_Provided information_.
┄┄┄┄┄┄┄┄┄┄┄┄┄┄┄┄┄┄┄┄

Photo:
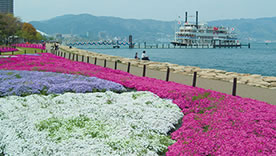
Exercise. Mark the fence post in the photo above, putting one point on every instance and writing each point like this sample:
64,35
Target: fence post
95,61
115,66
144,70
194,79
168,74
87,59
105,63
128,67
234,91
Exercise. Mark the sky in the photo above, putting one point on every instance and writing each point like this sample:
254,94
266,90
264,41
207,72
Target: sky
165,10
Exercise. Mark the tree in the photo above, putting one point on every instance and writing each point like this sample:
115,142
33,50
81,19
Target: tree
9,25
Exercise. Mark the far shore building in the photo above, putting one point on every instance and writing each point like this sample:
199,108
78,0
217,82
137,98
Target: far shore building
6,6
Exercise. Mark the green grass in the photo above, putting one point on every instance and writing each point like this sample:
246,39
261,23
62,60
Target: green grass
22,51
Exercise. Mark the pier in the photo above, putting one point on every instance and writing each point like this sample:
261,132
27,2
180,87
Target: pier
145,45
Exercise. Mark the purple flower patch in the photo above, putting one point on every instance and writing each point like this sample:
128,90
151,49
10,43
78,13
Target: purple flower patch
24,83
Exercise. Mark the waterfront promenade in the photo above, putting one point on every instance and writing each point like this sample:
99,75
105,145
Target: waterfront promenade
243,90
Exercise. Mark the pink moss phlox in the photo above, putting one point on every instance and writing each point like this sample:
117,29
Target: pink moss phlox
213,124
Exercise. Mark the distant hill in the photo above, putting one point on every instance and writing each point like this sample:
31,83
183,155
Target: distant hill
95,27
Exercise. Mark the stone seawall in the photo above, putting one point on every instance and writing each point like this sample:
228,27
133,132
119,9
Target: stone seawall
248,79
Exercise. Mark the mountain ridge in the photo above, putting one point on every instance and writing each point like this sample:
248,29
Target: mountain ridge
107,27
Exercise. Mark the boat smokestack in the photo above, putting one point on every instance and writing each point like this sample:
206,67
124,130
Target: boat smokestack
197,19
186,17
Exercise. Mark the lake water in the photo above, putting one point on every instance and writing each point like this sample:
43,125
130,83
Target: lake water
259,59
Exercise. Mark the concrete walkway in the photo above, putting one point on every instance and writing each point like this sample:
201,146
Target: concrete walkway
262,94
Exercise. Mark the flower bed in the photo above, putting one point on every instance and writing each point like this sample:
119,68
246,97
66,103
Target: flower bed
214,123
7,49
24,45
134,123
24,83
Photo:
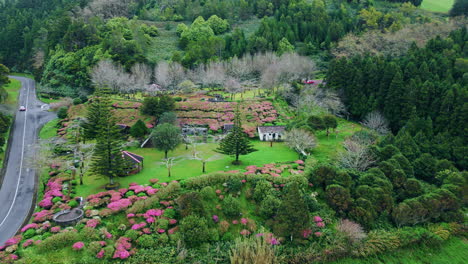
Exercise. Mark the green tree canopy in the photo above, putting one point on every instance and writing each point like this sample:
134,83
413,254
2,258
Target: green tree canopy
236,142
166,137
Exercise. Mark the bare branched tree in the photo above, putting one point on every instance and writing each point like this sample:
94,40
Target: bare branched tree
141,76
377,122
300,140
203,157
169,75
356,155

┄┄┄┄┄┄┄┄┄┄┄┄┄┄┄┄┄┄┄┄

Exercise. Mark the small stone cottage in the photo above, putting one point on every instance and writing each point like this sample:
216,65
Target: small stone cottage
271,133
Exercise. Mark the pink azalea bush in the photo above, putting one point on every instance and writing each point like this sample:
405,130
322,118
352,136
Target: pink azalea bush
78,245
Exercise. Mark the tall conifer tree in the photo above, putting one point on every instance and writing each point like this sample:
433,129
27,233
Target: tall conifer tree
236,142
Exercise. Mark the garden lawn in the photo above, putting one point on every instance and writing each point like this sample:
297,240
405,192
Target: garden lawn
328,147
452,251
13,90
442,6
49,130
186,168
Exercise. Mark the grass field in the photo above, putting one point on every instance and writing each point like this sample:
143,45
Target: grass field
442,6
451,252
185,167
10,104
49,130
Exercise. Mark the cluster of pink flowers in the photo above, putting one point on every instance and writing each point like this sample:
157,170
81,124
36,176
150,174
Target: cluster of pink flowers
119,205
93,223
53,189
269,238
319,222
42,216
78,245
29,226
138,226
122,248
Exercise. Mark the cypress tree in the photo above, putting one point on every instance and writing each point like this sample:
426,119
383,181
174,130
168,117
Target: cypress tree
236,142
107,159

┄┄┄┄┄┄┄┄┄┄┄┄┄┄┄┄┄┄┄┄

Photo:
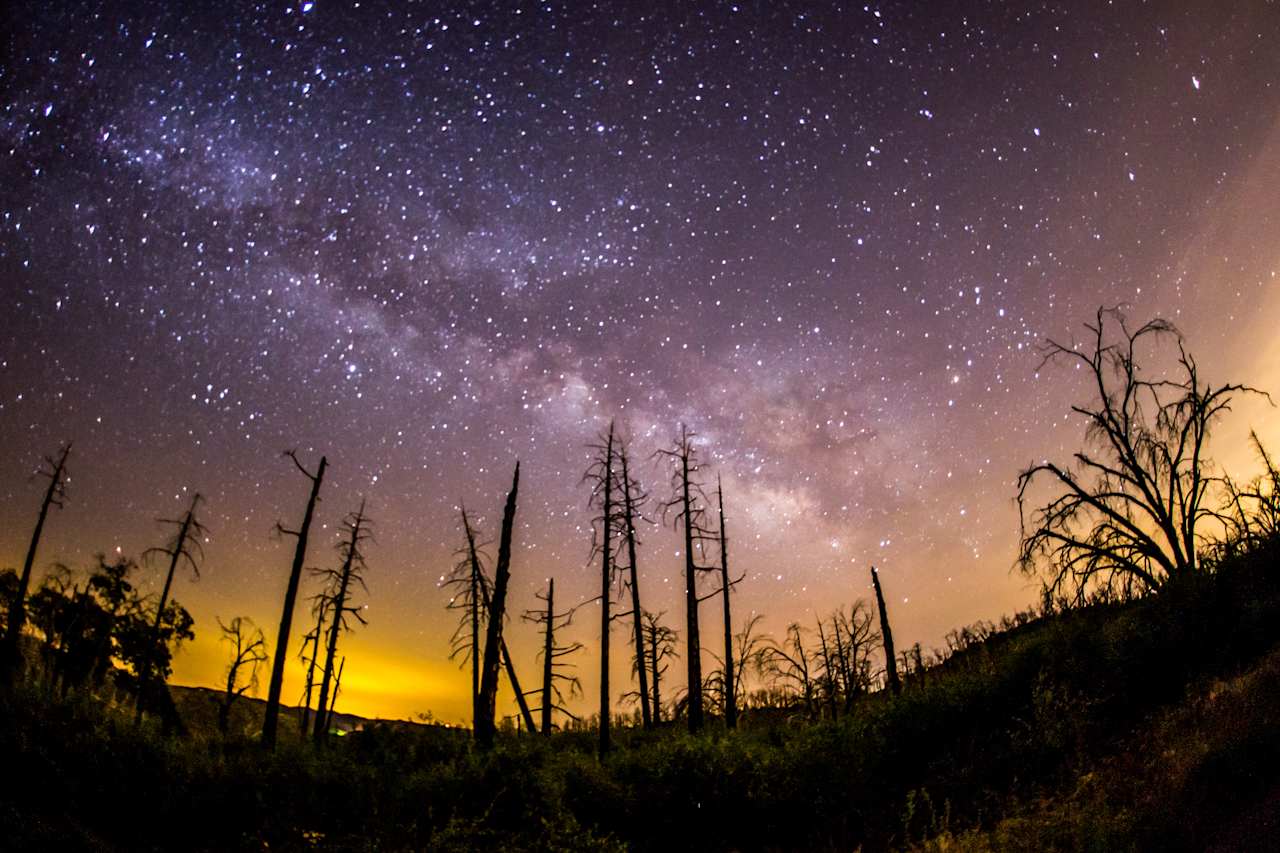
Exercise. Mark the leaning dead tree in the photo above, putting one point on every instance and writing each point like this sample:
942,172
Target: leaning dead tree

┄┄┄┄┄┄┄┄┄┄┄┄┄┄┄┄┄┄┄┄

Count the lines in the records above that contain the word "green", and reply with only that number.

4